___ Extracted data ___

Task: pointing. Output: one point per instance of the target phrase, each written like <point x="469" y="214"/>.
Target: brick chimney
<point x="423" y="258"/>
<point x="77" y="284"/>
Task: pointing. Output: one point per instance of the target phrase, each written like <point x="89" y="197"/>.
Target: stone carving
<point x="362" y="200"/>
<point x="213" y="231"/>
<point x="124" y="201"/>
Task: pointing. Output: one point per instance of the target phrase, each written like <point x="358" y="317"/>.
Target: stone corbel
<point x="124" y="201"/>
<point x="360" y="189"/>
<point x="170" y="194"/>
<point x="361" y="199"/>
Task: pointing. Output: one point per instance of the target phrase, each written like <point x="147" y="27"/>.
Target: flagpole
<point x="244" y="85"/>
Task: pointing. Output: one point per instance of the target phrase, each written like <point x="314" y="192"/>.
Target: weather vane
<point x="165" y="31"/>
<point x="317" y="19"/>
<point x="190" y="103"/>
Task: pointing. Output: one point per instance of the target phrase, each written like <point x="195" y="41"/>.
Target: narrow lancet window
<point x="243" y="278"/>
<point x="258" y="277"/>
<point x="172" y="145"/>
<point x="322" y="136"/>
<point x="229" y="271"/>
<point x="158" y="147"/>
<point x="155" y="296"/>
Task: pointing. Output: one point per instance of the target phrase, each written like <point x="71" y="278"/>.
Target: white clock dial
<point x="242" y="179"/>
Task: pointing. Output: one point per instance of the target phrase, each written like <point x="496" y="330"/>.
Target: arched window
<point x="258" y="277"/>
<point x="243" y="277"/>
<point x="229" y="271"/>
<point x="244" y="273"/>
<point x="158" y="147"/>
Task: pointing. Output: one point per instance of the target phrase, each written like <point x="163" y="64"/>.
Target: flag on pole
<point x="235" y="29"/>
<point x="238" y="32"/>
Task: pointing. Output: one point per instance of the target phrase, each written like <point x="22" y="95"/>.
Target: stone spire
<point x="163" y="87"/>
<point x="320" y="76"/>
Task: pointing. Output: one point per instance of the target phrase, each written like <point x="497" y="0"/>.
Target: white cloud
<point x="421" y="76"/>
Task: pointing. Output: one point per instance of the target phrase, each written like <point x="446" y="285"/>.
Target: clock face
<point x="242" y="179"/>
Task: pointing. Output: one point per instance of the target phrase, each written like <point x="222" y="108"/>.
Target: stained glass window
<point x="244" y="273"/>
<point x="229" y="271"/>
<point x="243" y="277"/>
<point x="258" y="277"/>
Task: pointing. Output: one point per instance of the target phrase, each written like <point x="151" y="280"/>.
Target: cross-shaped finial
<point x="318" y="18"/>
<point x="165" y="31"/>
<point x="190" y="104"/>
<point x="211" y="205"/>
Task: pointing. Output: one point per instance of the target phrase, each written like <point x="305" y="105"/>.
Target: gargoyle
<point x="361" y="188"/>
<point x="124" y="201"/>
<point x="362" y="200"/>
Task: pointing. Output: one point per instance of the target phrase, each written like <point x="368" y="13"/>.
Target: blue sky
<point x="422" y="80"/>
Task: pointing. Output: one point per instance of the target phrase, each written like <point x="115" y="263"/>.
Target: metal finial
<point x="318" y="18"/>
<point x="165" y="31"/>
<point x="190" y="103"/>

___

• Your assignment:
Restate every record exactly, leaving nothing out.

• Response area:
Task: pointing. Output: one point per instance of the target phrase, each written like <point x="469" y="214"/>.
Target: brick chimney
<point x="423" y="258"/>
<point x="77" y="284"/>
Task: pointing. Output: one point per instance of the target phrase, each written like <point x="89" y="197"/>.
Target: stone carving
<point x="362" y="200"/>
<point x="213" y="231"/>
<point x="124" y="201"/>
Task: pointing. Output: one point per instance of the target phrase, each written like <point x="358" y="317"/>.
Target: stone corbel
<point x="124" y="201"/>
<point x="360" y="189"/>
<point x="170" y="194"/>
<point x="361" y="199"/>
Task: pointing. Output: one point per instance of the target phrase, each written like <point x="147" y="27"/>.
Target: flagpole
<point x="244" y="85"/>
Task: pointing. Output: one point per instance of the target phrase, each written like <point x="314" y="192"/>.
Target: weather vane
<point x="165" y="31"/>
<point x="317" y="19"/>
<point x="190" y="103"/>
Task: pointing. Output: one point per instance of the target phrase, each written like <point x="195" y="41"/>.
Target: narrow lancet window
<point x="243" y="278"/>
<point x="258" y="277"/>
<point x="172" y="145"/>
<point x="322" y="136"/>
<point x="229" y="271"/>
<point x="158" y="147"/>
<point x="155" y="296"/>
Task: pointing. Output: one point per instance of the target phrase, each written like <point x="71" y="278"/>.
Target: white clock dial
<point x="242" y="179"/>
Task: pointing. Output: one point per instance of the target phrase, each written like <point x="496" y="330"/>.
Target: arched window
<point x="258" y="277"/>
<point x="243" y="277"/>
<point x="229" y="271"/>
<point x="244" y="273"/>
<point x="158" y="147"/>
Task: pointing. Output: one point per instance of the target phrase, each written like <point x="163" y="64"/>.
Target: flag on pole
<point x="235" y="29"/>
<point x="238" y="32"/>
Task: pointing. Output: one point per instance of the target phrase, each written like <point x="22" y="95"/>.
Target: stone spire
<point x="163" y="87"/>
<point x="320" y="76"/>
Task: pointing. Output: one point per instance of the target phrase, each written like <point x="497" y="0"/>.
Target: white cloud
<point x="421" y="76"/>
Task: pointing. Output: one point per instance of the target phrase, each written like <point x="446" y="285"/>.
Target: clock face
<point x="242" y="179"/>
Task: pointing. Output: one point per instance of the target phrase, each written like <point x="222" y="108"/>.
Target: stained glass window
<point x="244" y="273"/>
<point x="229" y="271"/>
<point x="243" y="277"/>
<point x="258" y="277"/>
Task: pointing. Output: one point per instance of the target phrase, each written like <point x="151" y="280"/>.
Target: cross-shaped finial
<point x="318" y="18"/>
<point x="165" y="31"/>
<point x="190" y="104"/>
<point x="211" y="205"/>
Task: pointing. Output: one point per instance of the target phrase, each written like <point x="305" y="105"/>.
Target: gargoyle
<point x="361" y="188"/>
<point x="124" y="201"/>
<point x="362" y="200"/>
Task: pointing. Output: one point per instance of the target phrase, each written like <point x="368" y="13"/>.
Target: blue sky
<point x="422" y="80"/>
Task: pointing. Output: one point per instance of the target phrase, each written like <point x="115" y="263"/>.
Target: metal finial
<point x="318" y="18"/>
<point x="165" y="31"/>
<point x="190" y="103"/>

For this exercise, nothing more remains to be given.